(A run of records)
============================================================

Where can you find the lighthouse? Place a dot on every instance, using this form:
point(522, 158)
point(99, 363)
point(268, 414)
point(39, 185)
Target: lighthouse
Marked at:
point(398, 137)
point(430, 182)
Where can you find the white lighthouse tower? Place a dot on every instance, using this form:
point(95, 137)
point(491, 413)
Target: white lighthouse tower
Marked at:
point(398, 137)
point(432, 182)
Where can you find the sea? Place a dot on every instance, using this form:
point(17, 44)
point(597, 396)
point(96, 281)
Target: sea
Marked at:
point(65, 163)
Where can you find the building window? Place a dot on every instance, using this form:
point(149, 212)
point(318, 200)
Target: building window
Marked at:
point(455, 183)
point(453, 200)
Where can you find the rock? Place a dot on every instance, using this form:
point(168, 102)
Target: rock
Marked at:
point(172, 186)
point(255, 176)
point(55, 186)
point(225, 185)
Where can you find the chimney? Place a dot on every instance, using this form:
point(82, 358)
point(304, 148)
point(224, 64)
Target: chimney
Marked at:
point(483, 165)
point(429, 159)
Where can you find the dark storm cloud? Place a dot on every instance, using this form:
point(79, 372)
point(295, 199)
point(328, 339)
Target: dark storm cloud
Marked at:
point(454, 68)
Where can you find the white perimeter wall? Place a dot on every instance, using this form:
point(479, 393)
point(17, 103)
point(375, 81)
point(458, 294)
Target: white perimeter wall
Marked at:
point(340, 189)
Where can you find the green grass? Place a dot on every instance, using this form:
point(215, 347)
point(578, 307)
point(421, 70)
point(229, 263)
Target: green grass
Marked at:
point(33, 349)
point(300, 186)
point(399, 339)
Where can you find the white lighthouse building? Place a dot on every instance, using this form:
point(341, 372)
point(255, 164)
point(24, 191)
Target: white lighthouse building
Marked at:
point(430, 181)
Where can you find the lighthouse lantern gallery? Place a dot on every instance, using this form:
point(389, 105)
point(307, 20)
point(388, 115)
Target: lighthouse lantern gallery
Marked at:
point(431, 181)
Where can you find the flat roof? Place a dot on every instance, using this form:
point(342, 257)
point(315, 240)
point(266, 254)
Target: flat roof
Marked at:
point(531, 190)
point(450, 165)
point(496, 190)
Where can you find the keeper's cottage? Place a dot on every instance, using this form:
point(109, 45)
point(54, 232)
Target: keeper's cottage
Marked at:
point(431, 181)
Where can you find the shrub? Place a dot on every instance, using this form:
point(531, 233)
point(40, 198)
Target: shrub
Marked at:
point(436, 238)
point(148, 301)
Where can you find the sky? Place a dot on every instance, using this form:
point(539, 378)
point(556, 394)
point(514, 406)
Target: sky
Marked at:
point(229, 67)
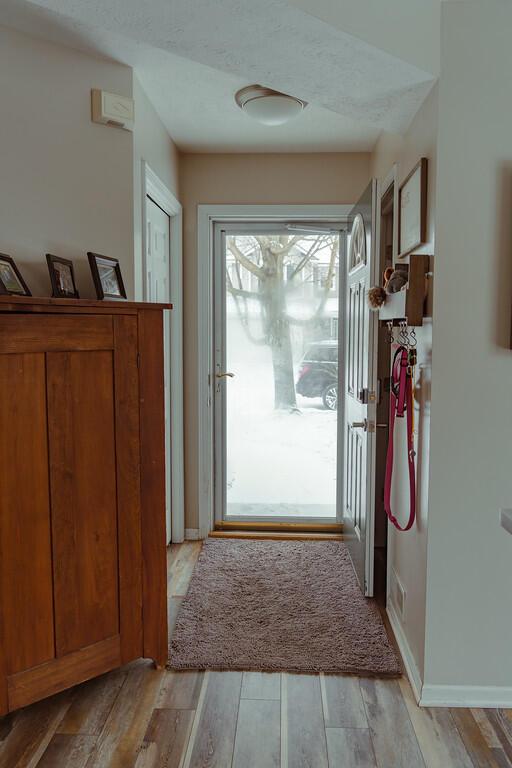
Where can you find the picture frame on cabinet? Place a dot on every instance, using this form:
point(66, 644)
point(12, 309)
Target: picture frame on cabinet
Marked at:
point(62, 277)
point(106, 273)
point(11, 281)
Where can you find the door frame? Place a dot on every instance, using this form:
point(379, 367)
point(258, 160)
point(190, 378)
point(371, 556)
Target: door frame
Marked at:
point(207, 217)
point(153, 187)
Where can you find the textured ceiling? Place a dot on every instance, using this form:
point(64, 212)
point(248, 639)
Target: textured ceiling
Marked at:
point(191, 55)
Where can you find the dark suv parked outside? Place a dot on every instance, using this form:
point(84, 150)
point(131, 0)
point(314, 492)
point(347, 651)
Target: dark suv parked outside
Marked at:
point(318, 373)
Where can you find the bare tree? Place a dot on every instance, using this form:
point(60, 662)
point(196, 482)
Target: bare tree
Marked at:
point(279, 267)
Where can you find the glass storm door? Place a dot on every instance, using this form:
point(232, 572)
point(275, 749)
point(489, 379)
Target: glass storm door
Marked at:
point(276, 373)
point(360, 390)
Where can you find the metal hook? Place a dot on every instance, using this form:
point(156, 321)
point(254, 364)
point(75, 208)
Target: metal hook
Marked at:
point(403, 335)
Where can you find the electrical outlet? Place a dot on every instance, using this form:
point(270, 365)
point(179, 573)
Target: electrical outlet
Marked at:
point(399, 596)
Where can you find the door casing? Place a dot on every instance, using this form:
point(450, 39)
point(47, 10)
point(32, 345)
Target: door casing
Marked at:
point(153, 187)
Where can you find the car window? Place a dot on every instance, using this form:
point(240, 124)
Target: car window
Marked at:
point(322, 354)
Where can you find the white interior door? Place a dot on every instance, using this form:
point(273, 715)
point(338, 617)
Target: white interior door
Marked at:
point(360, 389)
point(158, 290)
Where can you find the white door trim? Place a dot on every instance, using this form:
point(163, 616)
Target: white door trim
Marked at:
point(153, 187)
point(207, 216)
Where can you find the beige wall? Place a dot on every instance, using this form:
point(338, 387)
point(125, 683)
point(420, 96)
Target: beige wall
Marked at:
point(259, 179)
point(408, 551)
point(66, 183)
point(469, 615)
point(151, 143)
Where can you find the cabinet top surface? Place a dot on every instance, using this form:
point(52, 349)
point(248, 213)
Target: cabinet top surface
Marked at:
point(35, 304)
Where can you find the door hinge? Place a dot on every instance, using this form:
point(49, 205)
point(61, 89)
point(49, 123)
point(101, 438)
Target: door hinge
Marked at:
point(366, 395)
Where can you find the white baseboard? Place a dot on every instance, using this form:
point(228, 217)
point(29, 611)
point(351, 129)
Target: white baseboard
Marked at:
point(481, 696)
point(411, 668)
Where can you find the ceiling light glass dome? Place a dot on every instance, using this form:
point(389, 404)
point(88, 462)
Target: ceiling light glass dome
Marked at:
point(267, 106)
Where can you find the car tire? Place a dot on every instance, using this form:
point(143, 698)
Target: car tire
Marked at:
point(330, 397)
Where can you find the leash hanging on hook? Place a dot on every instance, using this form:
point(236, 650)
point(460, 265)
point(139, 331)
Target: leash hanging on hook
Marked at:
point(400, 405)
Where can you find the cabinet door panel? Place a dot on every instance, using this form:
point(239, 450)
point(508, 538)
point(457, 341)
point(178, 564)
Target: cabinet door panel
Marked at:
point(83, 497)
point(25, 549)
point(128, 488)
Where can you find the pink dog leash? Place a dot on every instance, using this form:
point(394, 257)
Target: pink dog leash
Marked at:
point(400, 402)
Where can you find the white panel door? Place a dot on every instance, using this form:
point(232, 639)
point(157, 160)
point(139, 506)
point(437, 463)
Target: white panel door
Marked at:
point(158, 263)
point(360, 390)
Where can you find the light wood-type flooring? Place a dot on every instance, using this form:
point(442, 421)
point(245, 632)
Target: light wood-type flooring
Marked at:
point(138, 717)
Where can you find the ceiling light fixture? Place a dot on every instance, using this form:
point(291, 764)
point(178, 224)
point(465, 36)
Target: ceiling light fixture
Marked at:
point(267, 106)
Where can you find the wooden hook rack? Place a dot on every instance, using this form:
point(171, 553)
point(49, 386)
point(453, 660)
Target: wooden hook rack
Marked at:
point(409, 303)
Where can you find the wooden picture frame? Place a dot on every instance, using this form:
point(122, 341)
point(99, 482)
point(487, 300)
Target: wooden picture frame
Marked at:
point(412, 209)
point(106, 273)
point(62, 277)
point(11, 281)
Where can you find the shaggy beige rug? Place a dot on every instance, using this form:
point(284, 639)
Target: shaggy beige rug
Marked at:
point(279, 605)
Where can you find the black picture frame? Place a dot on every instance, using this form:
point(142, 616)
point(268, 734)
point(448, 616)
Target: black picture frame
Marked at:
point(419, 178)
point(106, 273)
point(62, 277)
point(11, 281)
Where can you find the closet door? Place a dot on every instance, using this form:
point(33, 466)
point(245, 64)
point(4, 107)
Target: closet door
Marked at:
point(82, 600)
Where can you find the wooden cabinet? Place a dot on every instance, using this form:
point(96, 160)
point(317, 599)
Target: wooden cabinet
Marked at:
point(82, 492)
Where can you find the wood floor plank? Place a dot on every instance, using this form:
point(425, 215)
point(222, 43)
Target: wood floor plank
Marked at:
point(501, 728)
point(393, 737)
point(213, 735)
point(303, 741)
point(126, 725)
point(261, 685)
point(166, 739)
point(258, 734)
point(486, 728)
point(93, 704)
point(437, 734)
point(342, 702)
point(32, 730)
point(182, 568)
point(480, 753)
point(180, 690)
point(67, 751)
point(173, 606)
point(350, 748)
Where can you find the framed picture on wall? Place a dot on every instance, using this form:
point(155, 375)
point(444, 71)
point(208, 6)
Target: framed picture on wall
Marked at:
point(62, 277)
point(107, 277)
point(412, 226)
point(11, 281)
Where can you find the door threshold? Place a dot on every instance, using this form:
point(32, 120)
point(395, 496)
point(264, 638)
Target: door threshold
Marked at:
point(261, 525)
point(276, 535)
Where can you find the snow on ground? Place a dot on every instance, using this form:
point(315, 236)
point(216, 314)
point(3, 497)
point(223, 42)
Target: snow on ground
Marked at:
point(278, 462)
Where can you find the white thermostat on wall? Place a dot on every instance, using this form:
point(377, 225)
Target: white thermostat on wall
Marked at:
point(112, 109)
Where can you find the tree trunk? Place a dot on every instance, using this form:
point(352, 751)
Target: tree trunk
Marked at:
point(282, 363)
point(279, 338)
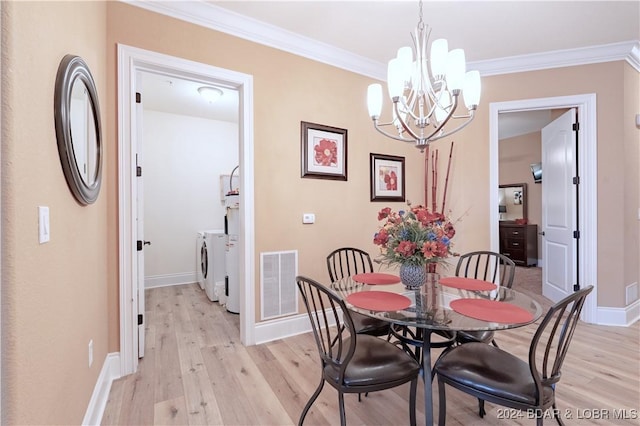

============================================================

Aim
Repeat the lines from the one with "Where can you find the building" to the one with "point(453, 200)", switching every "window" to "roof" and leaving the rest unchanged.

Response to the task
Where can you find the building roof? Place a dot on every instance, using this form:
point(149, 212)
point(318, 200)
Target: building roof
Marked at:
point(455, 183)
point(453, 200)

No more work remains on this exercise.